═════ Texte fourni

A Avignon, la Villa créative propose de confronter les savoirs scientifiques, pédagogiques et artistiques pour créer de nouvelles connaissances. Un événement dont Libération est partenaire.
Fabriquer la ville avec l’existant : voilà de quoi inspirer l’architecte Alfonso Femia et son équipe, qui ont fait de cet idéal l’une de leurs spécialités (on leur doit notamment les Docks marseillais et la restructuration des Frigos de Milan). En 2018, ils remportent le concours lancé par le rectorat de l’Académie Aix-Marseille, aux côtés de l’atelier DLAA et des paysagistes d’Après la pluie. Il s’agit de restaurer l’ancienne école normale construite en 1887, devenue l’annexe de la fac de sciences. Le lieu a été peu à peu délaissé, jusqu’à son abandon en 2014 : trop énergivore, il est aussi trop limité d’un point de vue technique pour accueillir les équipements actuels des laboratoires de chimie.
Mais l’élégante passoire thermique ne manque pas d’atouts. Christophe Gillet, associé chez DLAA (l’agence intervient avec sa casquette d’architecte du patrimoine), se souvient de sa surprise en découvrant rue Louis-Pasteur, en plein centre d’Avignon, ce bâti central, avec son annexe, sa conciergerie et son parc si bien préservés. Un témoin d’une architecture de la fin du XIXe siècle qui n’est pas rare, mais qui a souvent été très modifiée, et n’a suscité qu’un intérêt tardif. Là, entourée de murs de pierres et de beaux arbres (des platanes, quelques cèdres, un cyprès…), l’ancienne école normale se laisse d’abord imaginer, faute de pouvoir être contemplée d’emblée. Nicolas Renard, paysagiste de l’agence Après la pluie évoque un site «mystérieux, charmant», qui détonne avec les façades environnantes en bord de rue. «Pour un paysagiste, un jardin en ville, c‘est un événement. C‘est à chaque fois une fête.» Il faut dire qu’un jardin patrimonial intramuros reste un objet rare. Ici, le choix de la réhabilitation a libéré «soudainement une offre foncière incroyable, de 8 200 m² de jardins et bâtiments patrimoniaux au très fort potentiel» se réjouit Christophe Gillet.
«Garantir sa pérennité pour un siècle»
Pour un budget total, «basique» selon Alfonso Femia, de 16,5 millions d’euros, voici donc l’ancienne faculté des sciences prête à entamer sa nouvelle vie. Si elle avait ses faiblesses, la structure d’origine a tenu le choc. «Le bâtiment était tellement cohérent, rationnel, que l’enjeu majeur était d’en prendre soin», détaille l’architecte Paul Rolland de DLAA. Grâce à ses grands espaces, bien éclairés, bien desservis, le lieu offre en effet une grande adaptabilité – il a d’ailleurs déjà résisté à de multiples histoires. «Nous souhaitons garantir sa pérennité, idéalement pour un siècle», défend-on chez DLAA, où la vigilance a été vive de ne pas répondre à la seule tendance du moment, qui aurait condamné le lieu à une obsolescence trop rapide.

══════════

● **Consigne énoncée 1**: Selon le texte fourni, en quelle année l’ancienne école normale d’Avignon a-t-elle été construite ?

═════ Données de travail

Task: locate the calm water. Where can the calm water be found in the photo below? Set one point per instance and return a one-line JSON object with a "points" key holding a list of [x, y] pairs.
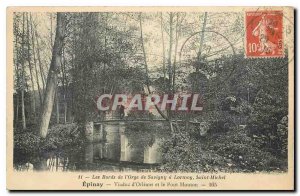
{"points": [[110, 148]]}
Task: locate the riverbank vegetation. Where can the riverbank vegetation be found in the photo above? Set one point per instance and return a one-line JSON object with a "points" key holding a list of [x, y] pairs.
{"points": [[64, 61]]}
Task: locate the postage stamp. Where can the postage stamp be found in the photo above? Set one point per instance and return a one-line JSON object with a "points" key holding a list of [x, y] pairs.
{"points": [[264, 30]]}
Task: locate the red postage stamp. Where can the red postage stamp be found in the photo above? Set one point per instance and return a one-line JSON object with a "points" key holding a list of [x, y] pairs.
{"points": [[264, 32]]}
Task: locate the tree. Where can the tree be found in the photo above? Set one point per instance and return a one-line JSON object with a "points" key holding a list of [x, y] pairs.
{"points": [[52, 76]]}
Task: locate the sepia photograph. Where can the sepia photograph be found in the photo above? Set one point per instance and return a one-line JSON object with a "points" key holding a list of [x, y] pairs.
{"points": [[196, 93]]}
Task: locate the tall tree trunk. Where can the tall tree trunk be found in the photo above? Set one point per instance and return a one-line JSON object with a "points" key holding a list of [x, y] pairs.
{"points": [[57, 105], [35, 62], [39, 60], [164, 50], [17, 76], [175, 52], [23, 76], [146, 67], [170, 51], [52, 76], [30, 67], [57, 92]]}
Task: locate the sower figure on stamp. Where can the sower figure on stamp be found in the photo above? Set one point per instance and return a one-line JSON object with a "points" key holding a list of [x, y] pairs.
{"points": [[122, 111], [266, 46]]}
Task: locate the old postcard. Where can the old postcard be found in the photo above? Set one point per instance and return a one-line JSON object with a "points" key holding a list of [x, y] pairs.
{"points": [[150, 98]]}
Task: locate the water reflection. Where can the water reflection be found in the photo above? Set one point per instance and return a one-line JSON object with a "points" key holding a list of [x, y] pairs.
{"points": [[109, 148]]}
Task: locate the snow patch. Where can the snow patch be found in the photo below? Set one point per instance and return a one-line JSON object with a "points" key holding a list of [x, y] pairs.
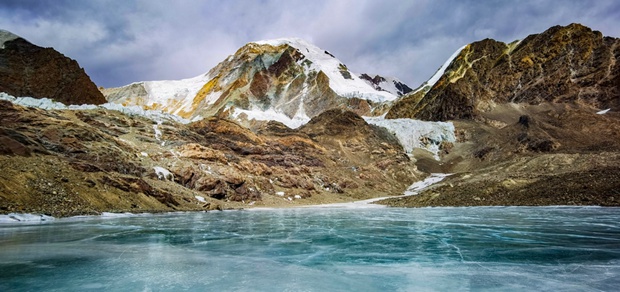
{"points": [[417, 134], [48, 104], [333, 68], [163, 174], [431, 81], [157, 131], [24, 218], [417, 187], [272, 115], [6, 36]]}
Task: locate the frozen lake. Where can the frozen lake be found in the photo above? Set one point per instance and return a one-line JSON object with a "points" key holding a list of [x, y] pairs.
{"points": [[320, 249]]}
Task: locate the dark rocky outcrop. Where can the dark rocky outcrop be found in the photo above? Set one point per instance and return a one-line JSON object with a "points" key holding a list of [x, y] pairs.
{"points": [[30, 70], [563, 64]]}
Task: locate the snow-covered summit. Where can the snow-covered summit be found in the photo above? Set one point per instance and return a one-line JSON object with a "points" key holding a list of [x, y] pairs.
{"points": [[341, 80], [289, 78]]}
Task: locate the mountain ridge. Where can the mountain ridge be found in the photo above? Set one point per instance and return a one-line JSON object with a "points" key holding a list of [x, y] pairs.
{"points": [[562, 64], [289, 76]]}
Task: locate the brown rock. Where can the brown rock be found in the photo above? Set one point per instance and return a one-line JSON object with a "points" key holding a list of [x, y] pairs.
{"points": [[30, 70], [563, 64]]}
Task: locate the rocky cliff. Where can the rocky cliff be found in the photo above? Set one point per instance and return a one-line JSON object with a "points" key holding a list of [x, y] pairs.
{"points": [[30, 70], [70, 162], [563, 64]]}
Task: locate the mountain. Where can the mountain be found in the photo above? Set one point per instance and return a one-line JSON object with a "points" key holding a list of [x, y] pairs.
{"points": [[537, 122], [30, 70], [91, 160], [289, 80], [563, 64]]}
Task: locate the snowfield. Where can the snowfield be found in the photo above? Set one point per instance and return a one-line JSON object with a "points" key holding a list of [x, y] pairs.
{"points": [[332, 67]]}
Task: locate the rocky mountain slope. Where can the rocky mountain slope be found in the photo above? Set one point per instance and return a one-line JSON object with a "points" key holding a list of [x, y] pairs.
{"points": [[563, 64], [288, 80], [30, 70], [536, 120], [70, 162], [525, 128]]}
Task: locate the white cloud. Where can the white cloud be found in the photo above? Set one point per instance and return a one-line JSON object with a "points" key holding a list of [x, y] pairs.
{"points": [[121, 42]]}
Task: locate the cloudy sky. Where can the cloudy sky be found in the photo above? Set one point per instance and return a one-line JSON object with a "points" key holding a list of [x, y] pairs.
{"points": [[119, 42]]}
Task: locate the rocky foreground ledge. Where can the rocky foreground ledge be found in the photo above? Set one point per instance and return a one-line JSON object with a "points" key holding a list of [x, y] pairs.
{"points": [[75, 162]]}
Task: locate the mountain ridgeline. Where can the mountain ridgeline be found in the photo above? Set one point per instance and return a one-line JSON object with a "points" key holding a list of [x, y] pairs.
{"points": [[563, 64], [287, 76], [279, 123], [30, 70]]}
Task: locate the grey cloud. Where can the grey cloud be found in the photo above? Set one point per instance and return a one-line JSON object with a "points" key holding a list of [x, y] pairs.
{"points": [[119, 42]]}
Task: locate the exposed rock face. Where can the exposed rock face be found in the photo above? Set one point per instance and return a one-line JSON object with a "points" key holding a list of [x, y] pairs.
{"points": [[64, 162], [563, 64], [30, 70], [287, 77], [387, 84]]}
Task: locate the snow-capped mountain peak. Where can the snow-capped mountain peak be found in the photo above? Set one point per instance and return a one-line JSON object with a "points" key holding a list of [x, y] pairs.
{"points": [[287, 77], [342, 81]]}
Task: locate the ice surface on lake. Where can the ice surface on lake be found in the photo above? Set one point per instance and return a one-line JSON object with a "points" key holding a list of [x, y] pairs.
{"points": [[320, 249]]}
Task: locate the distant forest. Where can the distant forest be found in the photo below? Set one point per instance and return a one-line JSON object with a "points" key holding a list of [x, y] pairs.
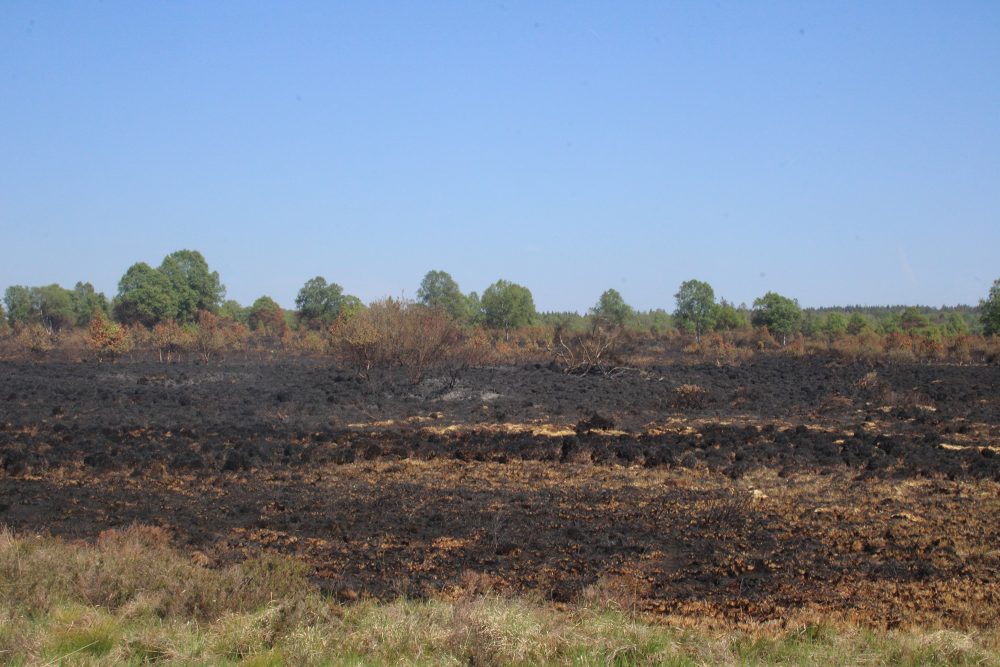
{"points": [[183, 286]]}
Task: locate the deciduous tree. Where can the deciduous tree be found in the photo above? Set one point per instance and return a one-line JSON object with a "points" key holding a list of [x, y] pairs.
{"points": [[145, 296], [696, 309], [779, 314], [319, 303], [438, 289], [87, 301], [18, 301], [266, 316], [506, 305], [611, 308], [989, 311], [195, 288]]}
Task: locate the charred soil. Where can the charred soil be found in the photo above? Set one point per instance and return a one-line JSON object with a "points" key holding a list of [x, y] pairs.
{"points": [[747, 492]]}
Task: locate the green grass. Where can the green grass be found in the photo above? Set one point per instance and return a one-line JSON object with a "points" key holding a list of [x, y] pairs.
{"points": [[131, 600]]}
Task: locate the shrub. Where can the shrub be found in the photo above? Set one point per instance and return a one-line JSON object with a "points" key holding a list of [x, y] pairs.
{"points": [[34, 339], [170, 339], [395, 333], [109, 339]]}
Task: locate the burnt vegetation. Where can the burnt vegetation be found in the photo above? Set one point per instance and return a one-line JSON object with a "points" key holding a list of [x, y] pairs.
{"points": [[723, 463]]}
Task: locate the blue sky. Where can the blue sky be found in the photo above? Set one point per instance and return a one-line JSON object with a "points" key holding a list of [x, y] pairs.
{"points": [[838, 153]]}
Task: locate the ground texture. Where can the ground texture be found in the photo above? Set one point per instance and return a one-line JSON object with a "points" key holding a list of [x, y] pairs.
{"points": [[743, 493]]}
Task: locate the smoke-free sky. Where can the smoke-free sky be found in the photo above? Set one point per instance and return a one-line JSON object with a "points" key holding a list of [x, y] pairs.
{"points": [[834, 152]]}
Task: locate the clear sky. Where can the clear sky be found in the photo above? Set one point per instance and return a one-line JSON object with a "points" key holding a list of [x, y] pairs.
{"points": [[834, 152]]}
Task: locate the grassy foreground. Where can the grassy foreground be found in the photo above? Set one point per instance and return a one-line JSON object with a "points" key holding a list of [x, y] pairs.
{"points": [[131, 599]]}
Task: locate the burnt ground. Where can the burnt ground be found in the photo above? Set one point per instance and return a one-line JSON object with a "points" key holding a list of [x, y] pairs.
{"points": [[779, 486]]}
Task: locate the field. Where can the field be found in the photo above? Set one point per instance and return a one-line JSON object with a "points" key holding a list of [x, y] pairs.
{"points": [[767, 494]]}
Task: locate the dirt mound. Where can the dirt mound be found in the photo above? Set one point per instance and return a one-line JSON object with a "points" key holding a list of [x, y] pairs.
{"points": [[786, 484]]}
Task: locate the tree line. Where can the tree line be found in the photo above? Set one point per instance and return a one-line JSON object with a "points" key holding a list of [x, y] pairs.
{"points": [[183, 286]]}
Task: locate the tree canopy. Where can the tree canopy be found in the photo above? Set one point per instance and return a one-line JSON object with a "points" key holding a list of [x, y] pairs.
{"points": [[178, 290], [195, 288], [989, 311], [266, 315], [779, 314], [506, 305], [696, 308], [611, 308], [319, 303], [438, 289]]}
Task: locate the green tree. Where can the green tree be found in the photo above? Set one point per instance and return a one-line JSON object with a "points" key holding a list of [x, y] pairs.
{"points": [[956, 325], [52, 306], [911, 319], [195, 288], [18, 301], [439, 290], [989, 311], [779, 314], [506, 305], [145, 296], [696, 310], [729, 318], [319, 303], [834, 324], [657, 321], [87, 301], [231, 309], [858, 324], [611, 308], [267, 316]]}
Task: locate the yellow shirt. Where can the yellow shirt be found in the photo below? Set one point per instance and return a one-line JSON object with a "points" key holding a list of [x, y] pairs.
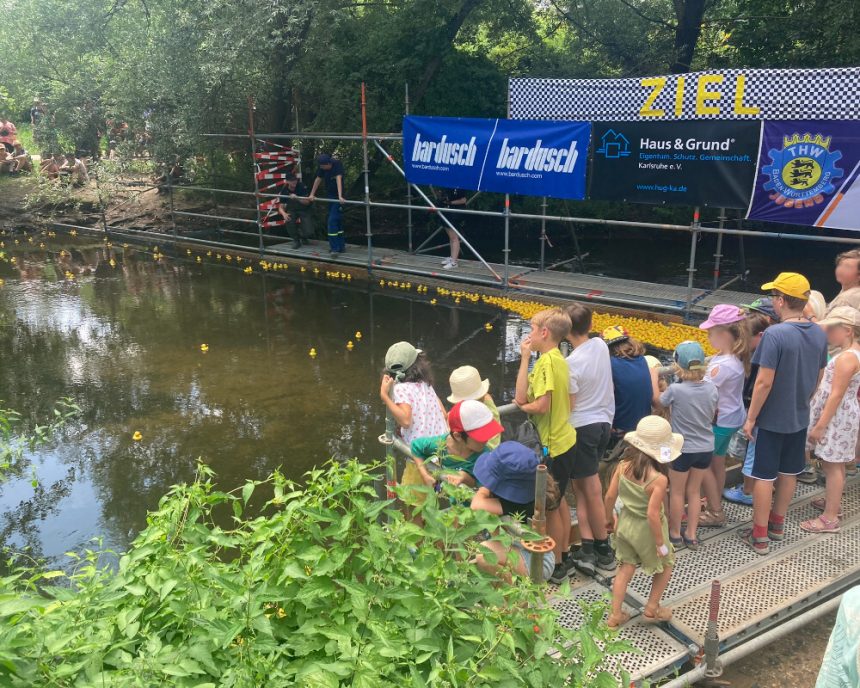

══════════

● **Consigne énoncée 2**: Repérez dans les enregistrements chaque ligne qui contient le mot « water », puis recopiez-les toutes.

● **Réponse rédigée 1**: Elle a été construite en 1887.

● **Réponse rédigée 2**:
Task: locate the calm water. Where can the calm water be found in the photo below? Set one point per instance and return a one-line JSON object with a "points" key holding a list of [x, y] pairs.
Task: locate the water reflection. Where can the water reflection be found in the photo above? Set one point per instance and return a one-line JSON object with a "points" key holding a list of [x, y] pairs.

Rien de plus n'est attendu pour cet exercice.